- Excerpt provided -
========
Island Plate Lunch is a brand new spot at 5575 E. River Road that adds to Tucson's Hawaiian/Pan-Asian culinary profile.

Bonus: It's open seven days a week. 

Star reporter Kristen Cook wrote the following about the restaurant:

Every week day, chef Renee Eder would go to school with her grandma who worked in the cafeteria. When her grandma took her home in the afternoon, Eder would climb onto a stool alongside her to help cook the family meal.

Eder doesn’t need the stool anymore, but she’s still cooking. Her new venture — with her husband of 23 years, Justin — is Island Plate Lunch, which held its grand opening Saturday.

The casual eatery, at the intersection of River and Craycroft roads near Whole Foods, serves up Hawaiian and Pan-Asian specialties, the kind the Eders ate as kids.

Both grew up in Hawaii — Renee in downtown Honolulu and Justin on Kauai — and Renee studied at Le Cordon Bleu in Las Vegas, going on to work in different restaurants as well as Michel Richard’s Central.
========
Continue the article about Tucson's Island Plate Lunch restaurant, picking up after its final sentence. The rows that come next have no connection to the restaurant article.

- Stored data entries -
========
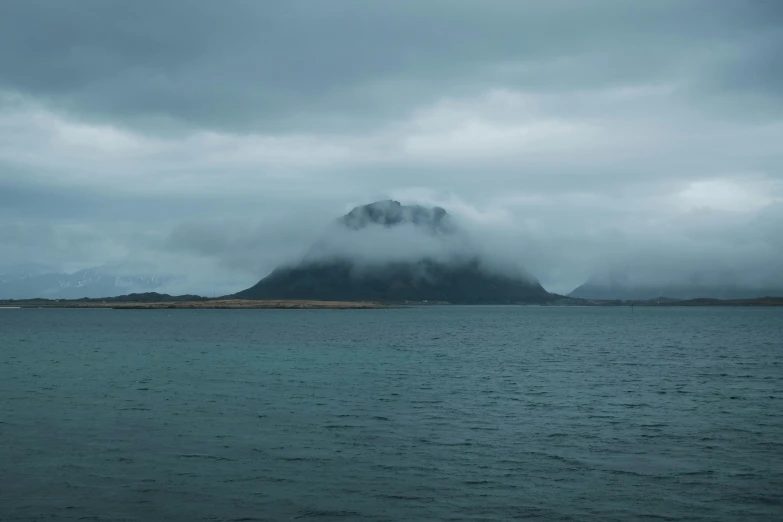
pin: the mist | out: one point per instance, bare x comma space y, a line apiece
651, 152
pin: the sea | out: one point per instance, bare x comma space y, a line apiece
422, 413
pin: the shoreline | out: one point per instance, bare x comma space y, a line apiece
232, 304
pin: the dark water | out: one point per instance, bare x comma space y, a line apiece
443, 413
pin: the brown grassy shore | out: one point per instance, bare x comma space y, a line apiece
206, 304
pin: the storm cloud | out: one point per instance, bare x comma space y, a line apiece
215, 140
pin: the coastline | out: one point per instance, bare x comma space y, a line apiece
228, 304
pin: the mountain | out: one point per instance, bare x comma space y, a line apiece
385, 251
90, 283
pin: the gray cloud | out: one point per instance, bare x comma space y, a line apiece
220, 139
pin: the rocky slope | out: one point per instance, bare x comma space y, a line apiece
388, 252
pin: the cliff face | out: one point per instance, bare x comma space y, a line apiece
435, 263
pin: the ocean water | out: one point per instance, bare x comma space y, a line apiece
434, 413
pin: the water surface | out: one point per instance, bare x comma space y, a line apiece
439, 413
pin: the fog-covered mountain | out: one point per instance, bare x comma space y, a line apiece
92, 283
386, 251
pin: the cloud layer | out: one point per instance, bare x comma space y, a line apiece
219, 139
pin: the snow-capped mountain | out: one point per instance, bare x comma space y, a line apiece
92, 283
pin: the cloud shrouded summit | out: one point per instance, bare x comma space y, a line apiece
217, 140
386, 251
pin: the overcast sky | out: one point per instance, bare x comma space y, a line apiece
216, 139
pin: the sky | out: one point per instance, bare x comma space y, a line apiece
216, 140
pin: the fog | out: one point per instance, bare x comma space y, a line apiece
631, 140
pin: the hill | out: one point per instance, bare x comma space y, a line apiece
388, 252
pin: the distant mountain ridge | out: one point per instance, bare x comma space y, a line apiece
89, 283
448, 277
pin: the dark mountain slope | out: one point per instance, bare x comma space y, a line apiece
328, 274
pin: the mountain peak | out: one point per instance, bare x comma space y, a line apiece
390, 213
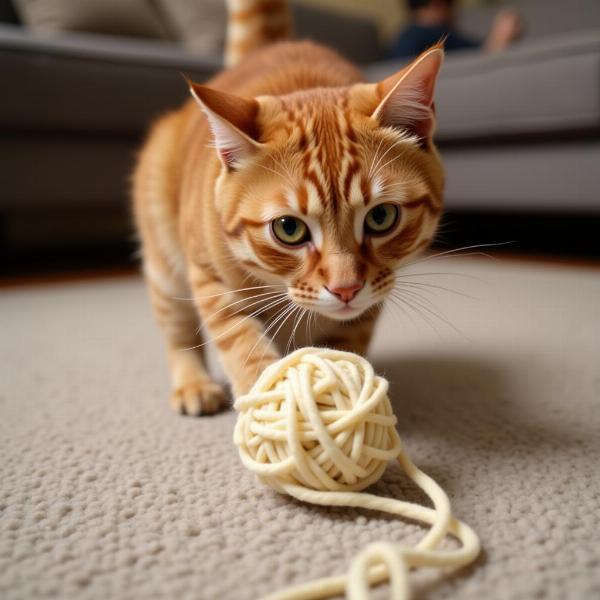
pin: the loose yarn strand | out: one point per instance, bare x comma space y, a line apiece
318, 425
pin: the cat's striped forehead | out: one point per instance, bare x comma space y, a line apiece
322, 153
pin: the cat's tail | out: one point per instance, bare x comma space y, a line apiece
255, 23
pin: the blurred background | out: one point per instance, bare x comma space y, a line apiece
519, 128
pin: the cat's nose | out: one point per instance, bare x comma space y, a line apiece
347, 293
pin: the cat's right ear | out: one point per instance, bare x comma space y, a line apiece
233, 122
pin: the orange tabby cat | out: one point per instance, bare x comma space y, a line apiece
315, 188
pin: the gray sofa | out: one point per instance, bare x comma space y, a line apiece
518, 130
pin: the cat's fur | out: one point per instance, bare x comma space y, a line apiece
294, 130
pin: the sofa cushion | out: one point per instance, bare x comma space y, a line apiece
200, 26
85, 83
546, 86
116, 17
542, 18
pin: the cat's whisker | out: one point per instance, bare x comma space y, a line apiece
268, 326
454, 252
247, 289
257, 312
430, 287
284, 318
233, 291
297, 321
419, 312
434, 311
269, 296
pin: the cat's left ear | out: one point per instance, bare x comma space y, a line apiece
406, 98
233, 122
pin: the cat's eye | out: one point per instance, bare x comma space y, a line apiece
381, 218
290, 230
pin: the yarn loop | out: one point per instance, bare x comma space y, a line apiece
318, 425
320, 420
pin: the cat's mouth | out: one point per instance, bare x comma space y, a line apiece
346, 312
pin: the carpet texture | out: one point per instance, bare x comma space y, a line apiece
104, 493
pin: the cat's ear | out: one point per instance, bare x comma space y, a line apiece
233, 122
407, 96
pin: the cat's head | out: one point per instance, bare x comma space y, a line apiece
329, 190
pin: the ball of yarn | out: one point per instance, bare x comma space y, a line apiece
320, 419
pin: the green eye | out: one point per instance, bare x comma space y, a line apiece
381, 218
290, 230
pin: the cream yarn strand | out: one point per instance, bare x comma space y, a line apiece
318, 425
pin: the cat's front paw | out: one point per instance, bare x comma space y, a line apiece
198, 398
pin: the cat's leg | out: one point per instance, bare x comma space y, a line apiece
244, 348
193, 390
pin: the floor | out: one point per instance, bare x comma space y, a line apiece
104, 493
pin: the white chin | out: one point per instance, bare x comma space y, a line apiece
345, 313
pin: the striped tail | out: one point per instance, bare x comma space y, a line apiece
255, 23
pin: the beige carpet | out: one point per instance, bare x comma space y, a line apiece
105, 494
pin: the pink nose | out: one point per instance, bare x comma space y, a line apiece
347, 293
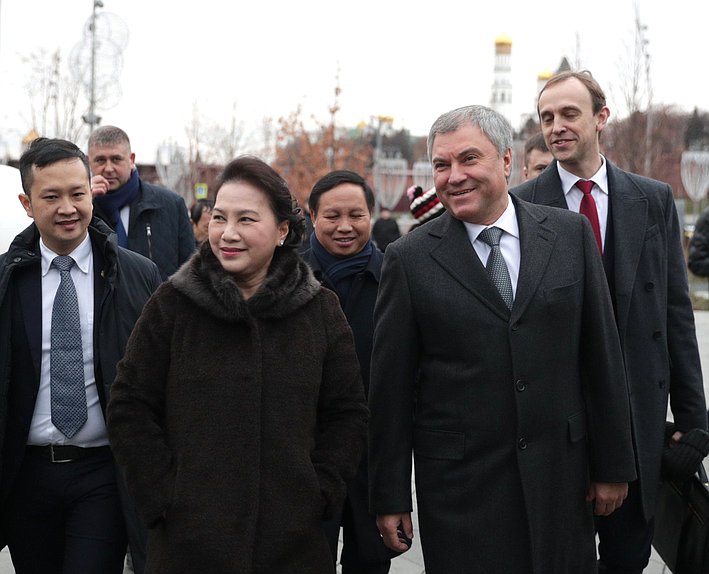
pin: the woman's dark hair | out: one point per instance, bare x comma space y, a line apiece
========
- Written answer -
The French-born chef took Renee under his wing, but when the Eders decided to open their own place it wasn’t classical French cuisine they felt drawn to, but that taste of home, the quintessential Hawaiian plate lunch.

The Eders — who relocated to Tucson two years ago to be near their kids studying at the University of Arizona’s medical school — have created a small, casual, well-lit space that serves up breakfast, lunch and dinner. Diners can start off the day with taro pancakes or Spam with eggs and rice.

Many of the products — check out the sweet Maui onion-flavored Hawaiian kettle-style potato chips by the register — are imported from the islands, Renee said.

Of course you’ll find Kalua pork and loco moco on the lunch and dinner menus, but the island plate lunch also offers a poke bowl, which — Renee said — is not to be missed, along with Vietnamese banh mi sandwiches, all built around pork belly.

“I love pork belly,” Renee said.

She’s even got a PB and J pork belly banh mi on the menu.

“It’s kind of unusual,” she said, “but I’m not normal.”

One thing you must know if you’re headed to Island Plate Lunch:

Be ready to eat. The portions are mighty.

“We’re from Hawaii,” Justin said, smiling. “We like to eat.”